-- REQUIRED ACTIONS --
1. Answer these questions from the microgrid control passage:
(a) What problem with the initial central control strategy led to its revision?
(b) Which sources were to serve as the anchor generators in this project?
(c) At maximum output, by how much are the frequency controls designed to let the frequency drop?
2. Extend the microgrid control passage, starting right after its final sentence about coordination through frequency.

-- PROVIDED PASSAGE --
▼▼▼
The initial design of the system involved the use of a central control strategy which presented too much operational risk from single-point failures. This control strategy was later revised to a decentralized scheme involving autonomous control of the anchor DGs:
Each of the anchor DG sources autonomously balances the power on the islanded microgrid using a power vs. frequency droop controller. For this specific project, the new lithium-ion battery and the existing isochronous generators would serve as the anchor generators and perform this using frequency and voltage droop control. The existing fuel cell and the existing photovoltaic inverters were essential for long-term islanding and were run in a power mode and therefore do not track load, control voltage, or frequency. Modeling was performed for a full spectrum of normal and upset conditions. For example, if a step-load of +20%was to occur while in island operation, what happens to the distribution voltage and frequency waveform as the storage system instantaneously provides the extra power. At maximum output, the frequency controls are designed to drop no more than 1%. If there is inadequate energy to meet the load, the frequency will drop below the normal operating range, signaling the non-critical loads to shed. The coordination between sources and loads is through frequency.
▲▲▲
(Region pointing data)
▼▼▼
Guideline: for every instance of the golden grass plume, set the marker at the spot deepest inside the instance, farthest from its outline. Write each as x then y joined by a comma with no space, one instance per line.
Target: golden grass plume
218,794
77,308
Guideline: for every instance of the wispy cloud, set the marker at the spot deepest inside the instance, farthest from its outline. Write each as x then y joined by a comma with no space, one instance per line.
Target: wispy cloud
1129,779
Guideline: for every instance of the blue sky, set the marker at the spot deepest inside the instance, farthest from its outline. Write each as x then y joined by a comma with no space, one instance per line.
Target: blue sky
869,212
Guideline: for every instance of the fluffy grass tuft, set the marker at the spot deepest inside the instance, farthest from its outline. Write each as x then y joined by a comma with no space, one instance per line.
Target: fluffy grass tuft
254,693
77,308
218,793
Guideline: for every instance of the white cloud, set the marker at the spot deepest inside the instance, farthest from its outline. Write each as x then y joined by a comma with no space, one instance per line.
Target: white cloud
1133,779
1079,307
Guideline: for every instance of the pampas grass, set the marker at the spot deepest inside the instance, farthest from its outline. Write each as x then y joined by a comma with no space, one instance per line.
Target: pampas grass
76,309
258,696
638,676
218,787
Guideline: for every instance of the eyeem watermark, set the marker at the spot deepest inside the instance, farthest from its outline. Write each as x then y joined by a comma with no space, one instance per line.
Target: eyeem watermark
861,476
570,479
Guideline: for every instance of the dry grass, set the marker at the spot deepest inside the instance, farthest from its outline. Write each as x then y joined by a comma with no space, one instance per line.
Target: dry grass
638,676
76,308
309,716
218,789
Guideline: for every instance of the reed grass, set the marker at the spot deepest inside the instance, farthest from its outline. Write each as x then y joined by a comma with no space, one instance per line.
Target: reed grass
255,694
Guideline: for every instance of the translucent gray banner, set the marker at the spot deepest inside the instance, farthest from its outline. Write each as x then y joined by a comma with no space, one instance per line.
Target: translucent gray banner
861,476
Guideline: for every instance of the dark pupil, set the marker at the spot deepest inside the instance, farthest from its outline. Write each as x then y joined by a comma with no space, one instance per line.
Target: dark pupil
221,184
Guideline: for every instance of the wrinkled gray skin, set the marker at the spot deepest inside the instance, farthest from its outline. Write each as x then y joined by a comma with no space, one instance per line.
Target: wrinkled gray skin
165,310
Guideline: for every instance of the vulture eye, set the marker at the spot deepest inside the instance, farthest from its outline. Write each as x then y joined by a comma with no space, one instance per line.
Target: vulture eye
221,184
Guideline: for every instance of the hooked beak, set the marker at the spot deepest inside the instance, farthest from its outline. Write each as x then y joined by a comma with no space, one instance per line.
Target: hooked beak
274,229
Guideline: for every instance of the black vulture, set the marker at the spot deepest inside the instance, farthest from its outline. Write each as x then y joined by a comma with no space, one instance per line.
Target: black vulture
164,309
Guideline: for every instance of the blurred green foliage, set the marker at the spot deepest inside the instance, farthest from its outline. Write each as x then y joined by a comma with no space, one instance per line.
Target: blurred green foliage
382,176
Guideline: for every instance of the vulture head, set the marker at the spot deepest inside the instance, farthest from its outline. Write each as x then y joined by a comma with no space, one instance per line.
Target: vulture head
▲▲▲
-- EXERCISE ANSWERS --
1.
(a) It presented too much operational risk from single-point failures.
(b) The new lithium-ion battery and the existing isochronous generators.
(c) No more than 1%.

2.
Modeling during development also revealed that small errors in voltage set points between the anchor DGs would result in circulating currents exceeding unit ratings. This analysis showed a need for the battery storage inverters and the isochronous generators to not only control the voltage but to also mitigate circulating reactive currents between the anchor units. This led to a control design utilizing a voltage vs. reactive power droop controller so that, as the reactive power generated by the unit becomes more capacitive, the local voltage setpoint is reduced. Finally, baseline modeling of the existing loads revealed high reactive power demands which when coupled with the on-site PV inverters operating near the unity power factor led to a low power factor at the utility point of common coupling. In order to avoid low power factor costs from the utility, reactive power compensation would be needed. Modeling of this capacitor bank also increased stability during islanding events which further improved overall system resiliency.
Electrical transient and steady-state modeling is essential during microgrid development to ensure the microgrid stability during both grid-parallel and islanded operation. The use of intermittent renewables and existing DGs can often add variables and uncertainties that make this due diligence even more important. It is important that this analysis includes transient events such as separation and automatic re-synchronizing with the grid, Class I level power quality during utility faults, large unbalanced loading, and stable operation during major events.